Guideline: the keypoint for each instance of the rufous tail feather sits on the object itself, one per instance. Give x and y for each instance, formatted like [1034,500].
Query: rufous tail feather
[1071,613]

* * *

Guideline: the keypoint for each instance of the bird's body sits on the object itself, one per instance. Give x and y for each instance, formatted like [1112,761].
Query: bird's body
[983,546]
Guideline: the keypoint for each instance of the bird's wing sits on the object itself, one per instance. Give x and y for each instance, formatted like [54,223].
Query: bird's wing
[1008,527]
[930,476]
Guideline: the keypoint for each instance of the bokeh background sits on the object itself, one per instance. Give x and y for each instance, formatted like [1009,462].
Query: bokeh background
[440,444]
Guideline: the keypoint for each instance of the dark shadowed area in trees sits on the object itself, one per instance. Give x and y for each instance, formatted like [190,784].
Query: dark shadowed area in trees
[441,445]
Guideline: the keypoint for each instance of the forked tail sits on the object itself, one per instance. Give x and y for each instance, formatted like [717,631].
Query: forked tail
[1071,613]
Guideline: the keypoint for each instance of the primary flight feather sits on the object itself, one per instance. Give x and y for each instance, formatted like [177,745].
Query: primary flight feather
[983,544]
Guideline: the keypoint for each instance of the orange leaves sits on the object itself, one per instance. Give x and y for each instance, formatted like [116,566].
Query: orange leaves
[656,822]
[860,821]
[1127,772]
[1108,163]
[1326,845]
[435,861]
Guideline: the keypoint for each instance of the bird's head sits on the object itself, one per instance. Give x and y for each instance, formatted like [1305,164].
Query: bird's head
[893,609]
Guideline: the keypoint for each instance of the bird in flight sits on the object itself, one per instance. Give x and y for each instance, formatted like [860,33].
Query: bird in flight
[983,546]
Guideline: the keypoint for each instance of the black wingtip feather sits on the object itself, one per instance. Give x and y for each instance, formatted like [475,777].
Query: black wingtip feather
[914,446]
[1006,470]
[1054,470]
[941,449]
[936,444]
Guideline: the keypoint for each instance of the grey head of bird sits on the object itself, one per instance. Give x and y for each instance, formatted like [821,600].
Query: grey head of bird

...

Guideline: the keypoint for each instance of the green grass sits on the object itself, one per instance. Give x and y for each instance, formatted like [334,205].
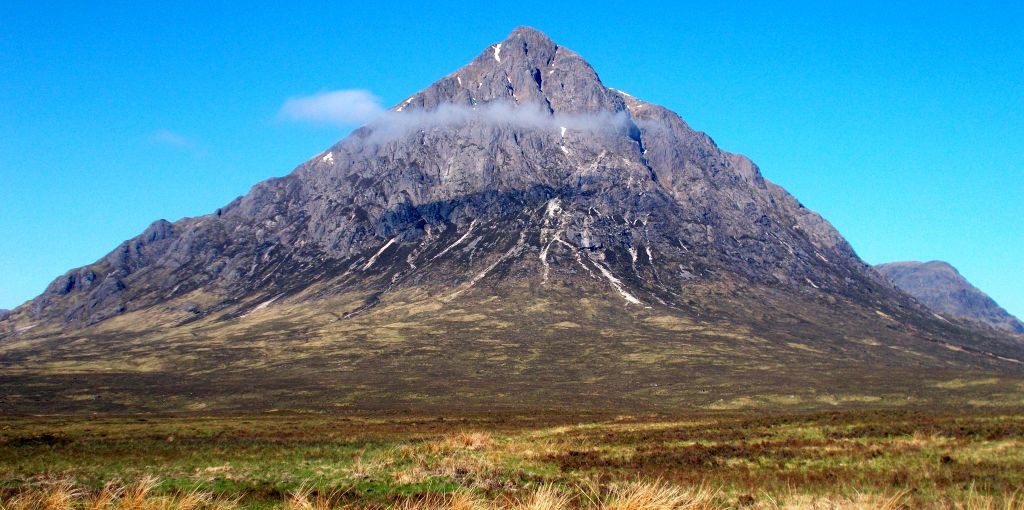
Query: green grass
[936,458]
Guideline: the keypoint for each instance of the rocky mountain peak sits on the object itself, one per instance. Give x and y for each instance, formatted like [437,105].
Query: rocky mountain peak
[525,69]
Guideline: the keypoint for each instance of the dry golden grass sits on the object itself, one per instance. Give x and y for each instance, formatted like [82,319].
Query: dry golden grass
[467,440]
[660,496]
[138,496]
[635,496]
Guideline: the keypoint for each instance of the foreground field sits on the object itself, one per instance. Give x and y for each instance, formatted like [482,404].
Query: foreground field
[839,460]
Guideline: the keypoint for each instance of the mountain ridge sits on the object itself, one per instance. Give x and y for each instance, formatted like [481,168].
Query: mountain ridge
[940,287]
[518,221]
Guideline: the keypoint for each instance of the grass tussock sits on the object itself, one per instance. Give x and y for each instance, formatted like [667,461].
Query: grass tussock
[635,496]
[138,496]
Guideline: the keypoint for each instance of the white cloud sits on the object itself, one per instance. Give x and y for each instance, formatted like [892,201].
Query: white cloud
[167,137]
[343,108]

- **SHORT PROBLEM**: Pick out every line above that contains the word "wingtip", and copy each of those lines.

- **EXERCISE OUTPUT**:
Guideline: the keypoint for each instance of the black wingtip feather sits on the object itself, one per instance. Give x and y for each instance, formatted like [475,777].
Query: black wingtip feather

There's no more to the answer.